##### Provided data #####

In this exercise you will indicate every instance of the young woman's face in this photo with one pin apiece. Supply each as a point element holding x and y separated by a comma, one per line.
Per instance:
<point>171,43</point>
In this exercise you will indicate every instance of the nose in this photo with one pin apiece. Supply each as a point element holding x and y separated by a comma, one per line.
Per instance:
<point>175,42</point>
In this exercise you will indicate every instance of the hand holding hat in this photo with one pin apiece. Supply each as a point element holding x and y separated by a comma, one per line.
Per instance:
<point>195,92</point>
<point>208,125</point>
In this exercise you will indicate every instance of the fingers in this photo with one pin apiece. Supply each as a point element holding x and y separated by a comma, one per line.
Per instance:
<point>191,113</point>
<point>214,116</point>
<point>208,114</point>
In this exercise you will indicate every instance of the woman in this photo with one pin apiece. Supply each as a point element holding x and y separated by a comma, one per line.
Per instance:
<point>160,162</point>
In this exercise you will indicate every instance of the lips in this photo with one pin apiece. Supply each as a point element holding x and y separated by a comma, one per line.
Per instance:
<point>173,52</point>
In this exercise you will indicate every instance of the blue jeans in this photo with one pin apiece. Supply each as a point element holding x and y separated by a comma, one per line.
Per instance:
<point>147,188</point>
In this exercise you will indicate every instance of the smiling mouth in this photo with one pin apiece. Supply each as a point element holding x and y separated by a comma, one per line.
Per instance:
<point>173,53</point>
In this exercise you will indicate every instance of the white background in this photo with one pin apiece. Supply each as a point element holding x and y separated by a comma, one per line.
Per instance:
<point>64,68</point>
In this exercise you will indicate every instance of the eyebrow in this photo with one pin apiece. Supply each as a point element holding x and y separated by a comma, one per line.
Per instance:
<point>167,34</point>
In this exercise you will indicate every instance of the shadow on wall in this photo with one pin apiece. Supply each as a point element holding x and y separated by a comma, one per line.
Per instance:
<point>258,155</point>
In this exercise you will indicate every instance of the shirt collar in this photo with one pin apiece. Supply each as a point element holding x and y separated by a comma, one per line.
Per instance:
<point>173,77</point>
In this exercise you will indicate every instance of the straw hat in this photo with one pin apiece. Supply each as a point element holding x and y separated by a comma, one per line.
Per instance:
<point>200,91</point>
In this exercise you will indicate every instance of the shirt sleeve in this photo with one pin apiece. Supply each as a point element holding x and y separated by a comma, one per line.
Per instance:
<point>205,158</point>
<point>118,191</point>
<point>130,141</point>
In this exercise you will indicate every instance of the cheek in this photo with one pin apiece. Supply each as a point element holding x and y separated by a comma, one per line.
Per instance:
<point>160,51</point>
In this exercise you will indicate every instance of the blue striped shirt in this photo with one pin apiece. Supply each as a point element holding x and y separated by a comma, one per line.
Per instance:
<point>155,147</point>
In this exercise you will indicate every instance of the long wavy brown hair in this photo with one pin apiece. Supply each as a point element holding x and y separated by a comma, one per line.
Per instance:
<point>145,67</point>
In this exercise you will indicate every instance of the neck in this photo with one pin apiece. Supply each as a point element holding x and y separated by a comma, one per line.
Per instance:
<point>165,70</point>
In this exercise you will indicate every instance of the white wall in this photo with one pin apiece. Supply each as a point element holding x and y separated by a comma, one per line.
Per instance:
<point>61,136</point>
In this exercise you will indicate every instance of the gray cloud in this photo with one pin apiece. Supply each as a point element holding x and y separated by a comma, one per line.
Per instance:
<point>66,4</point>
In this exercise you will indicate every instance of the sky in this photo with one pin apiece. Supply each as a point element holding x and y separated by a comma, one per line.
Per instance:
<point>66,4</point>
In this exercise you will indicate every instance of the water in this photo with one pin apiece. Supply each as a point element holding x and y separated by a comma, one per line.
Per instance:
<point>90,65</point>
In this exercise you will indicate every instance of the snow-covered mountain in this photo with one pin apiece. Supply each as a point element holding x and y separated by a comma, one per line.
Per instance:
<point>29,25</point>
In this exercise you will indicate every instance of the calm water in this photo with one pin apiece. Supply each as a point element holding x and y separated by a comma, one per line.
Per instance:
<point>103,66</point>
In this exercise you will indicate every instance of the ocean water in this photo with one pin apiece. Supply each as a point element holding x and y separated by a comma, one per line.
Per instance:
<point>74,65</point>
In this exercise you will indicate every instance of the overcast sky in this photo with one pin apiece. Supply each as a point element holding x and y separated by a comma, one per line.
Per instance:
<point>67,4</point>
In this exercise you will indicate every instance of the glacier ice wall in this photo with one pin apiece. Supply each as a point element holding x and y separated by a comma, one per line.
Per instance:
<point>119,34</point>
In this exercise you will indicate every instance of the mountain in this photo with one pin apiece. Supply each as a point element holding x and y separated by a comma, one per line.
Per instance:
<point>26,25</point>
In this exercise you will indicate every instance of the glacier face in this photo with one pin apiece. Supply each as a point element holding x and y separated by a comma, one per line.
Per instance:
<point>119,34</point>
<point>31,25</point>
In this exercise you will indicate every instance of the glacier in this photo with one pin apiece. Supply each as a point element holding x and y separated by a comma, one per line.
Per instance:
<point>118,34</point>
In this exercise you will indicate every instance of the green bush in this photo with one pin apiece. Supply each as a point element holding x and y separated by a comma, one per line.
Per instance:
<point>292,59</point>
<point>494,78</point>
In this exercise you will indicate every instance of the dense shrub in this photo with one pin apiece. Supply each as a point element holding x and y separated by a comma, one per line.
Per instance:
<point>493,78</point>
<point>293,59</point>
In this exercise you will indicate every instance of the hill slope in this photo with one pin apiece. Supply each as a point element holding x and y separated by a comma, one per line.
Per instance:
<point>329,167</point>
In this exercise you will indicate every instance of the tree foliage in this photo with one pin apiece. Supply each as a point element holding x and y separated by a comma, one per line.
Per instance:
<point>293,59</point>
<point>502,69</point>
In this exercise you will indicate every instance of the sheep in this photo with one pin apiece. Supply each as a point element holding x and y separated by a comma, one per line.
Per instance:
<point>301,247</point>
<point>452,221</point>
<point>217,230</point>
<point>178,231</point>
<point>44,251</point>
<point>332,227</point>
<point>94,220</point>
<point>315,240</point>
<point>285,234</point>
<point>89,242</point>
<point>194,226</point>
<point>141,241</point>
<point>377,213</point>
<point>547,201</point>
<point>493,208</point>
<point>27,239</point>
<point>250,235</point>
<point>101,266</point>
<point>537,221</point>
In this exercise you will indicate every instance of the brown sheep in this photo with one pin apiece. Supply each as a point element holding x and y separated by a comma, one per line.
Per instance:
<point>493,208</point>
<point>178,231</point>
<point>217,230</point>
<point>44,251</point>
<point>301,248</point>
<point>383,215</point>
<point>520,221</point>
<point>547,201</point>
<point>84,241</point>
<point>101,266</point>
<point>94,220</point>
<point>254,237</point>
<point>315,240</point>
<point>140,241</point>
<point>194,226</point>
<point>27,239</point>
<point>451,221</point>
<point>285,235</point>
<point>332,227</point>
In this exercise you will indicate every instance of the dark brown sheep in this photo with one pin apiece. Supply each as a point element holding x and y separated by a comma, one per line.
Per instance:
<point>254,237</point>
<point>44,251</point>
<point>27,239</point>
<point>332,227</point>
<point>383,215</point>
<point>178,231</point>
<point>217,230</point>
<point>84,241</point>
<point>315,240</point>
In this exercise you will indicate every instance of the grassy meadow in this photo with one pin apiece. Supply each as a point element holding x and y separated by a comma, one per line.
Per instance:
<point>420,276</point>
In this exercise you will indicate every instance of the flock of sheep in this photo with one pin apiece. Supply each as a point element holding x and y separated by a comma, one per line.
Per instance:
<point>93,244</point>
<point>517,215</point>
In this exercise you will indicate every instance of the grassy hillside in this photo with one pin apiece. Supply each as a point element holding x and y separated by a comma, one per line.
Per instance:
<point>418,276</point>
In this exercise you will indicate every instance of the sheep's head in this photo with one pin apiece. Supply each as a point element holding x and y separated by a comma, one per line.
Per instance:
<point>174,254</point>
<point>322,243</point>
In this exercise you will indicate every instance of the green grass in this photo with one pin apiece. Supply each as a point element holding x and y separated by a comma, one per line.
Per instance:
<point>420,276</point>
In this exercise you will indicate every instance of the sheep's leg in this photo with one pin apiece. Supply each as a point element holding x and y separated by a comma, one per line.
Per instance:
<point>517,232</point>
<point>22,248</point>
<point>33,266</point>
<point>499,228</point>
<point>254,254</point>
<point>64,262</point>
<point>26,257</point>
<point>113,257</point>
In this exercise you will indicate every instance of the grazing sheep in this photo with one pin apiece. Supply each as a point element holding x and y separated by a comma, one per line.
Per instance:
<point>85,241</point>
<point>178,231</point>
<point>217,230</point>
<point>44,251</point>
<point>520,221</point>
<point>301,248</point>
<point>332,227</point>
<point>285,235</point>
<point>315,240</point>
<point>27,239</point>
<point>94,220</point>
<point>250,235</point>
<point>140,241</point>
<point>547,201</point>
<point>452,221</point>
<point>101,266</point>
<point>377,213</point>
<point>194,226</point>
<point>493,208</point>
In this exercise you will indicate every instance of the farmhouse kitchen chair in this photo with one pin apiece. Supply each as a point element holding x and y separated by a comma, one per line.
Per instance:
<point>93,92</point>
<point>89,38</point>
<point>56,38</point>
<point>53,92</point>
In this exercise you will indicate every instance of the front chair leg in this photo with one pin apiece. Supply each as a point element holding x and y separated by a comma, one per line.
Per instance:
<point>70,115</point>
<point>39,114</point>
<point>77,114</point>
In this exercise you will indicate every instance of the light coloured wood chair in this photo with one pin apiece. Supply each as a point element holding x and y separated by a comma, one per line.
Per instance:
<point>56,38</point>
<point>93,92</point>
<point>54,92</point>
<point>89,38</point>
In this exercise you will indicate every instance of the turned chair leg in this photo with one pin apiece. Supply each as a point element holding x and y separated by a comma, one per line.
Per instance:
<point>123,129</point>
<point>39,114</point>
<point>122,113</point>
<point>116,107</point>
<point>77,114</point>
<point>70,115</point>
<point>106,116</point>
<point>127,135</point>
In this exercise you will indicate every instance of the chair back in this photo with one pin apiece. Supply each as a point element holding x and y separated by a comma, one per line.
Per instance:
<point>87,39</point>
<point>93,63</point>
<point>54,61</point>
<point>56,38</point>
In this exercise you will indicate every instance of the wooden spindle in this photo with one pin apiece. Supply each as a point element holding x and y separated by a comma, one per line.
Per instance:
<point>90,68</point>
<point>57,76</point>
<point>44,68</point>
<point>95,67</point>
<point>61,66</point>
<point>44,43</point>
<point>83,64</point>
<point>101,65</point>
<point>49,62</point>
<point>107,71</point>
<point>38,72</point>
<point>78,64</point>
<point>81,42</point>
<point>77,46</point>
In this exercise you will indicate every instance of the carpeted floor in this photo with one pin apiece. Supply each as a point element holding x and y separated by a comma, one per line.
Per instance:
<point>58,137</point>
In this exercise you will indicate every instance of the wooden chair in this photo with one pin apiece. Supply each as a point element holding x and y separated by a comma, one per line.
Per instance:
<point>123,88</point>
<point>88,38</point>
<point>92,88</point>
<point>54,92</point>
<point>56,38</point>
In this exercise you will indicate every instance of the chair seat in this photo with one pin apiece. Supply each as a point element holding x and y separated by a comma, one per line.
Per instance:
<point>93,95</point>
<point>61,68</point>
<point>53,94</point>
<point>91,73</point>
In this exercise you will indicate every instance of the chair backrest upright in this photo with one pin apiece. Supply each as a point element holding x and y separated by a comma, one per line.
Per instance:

#####

Directive: Starting at the line containing "In this exercise you will indicate every instance of the fingers" and ending at the line containing "<point>160,162</point>", both included, write those lines out again with the requests kept. Multiply every coordinate in the answers by 2.4 and round each to a whole number, with halves rounding up.

The response:
In this exercise you will indicate every instance of the fingers in this photo with one pin apiece. Supply each as a point element holding x and y separated by a comma, one per line.
Per instance:
<point>458,271</point>
<point>514,278</point>
<point>499,274</point>
In this exercise you will indicate every instance of the woman in this photo with one pin apiece. Supply each as a point element holding x and y separated by a comma, one per line.
Per instance:
<point>384,389</point>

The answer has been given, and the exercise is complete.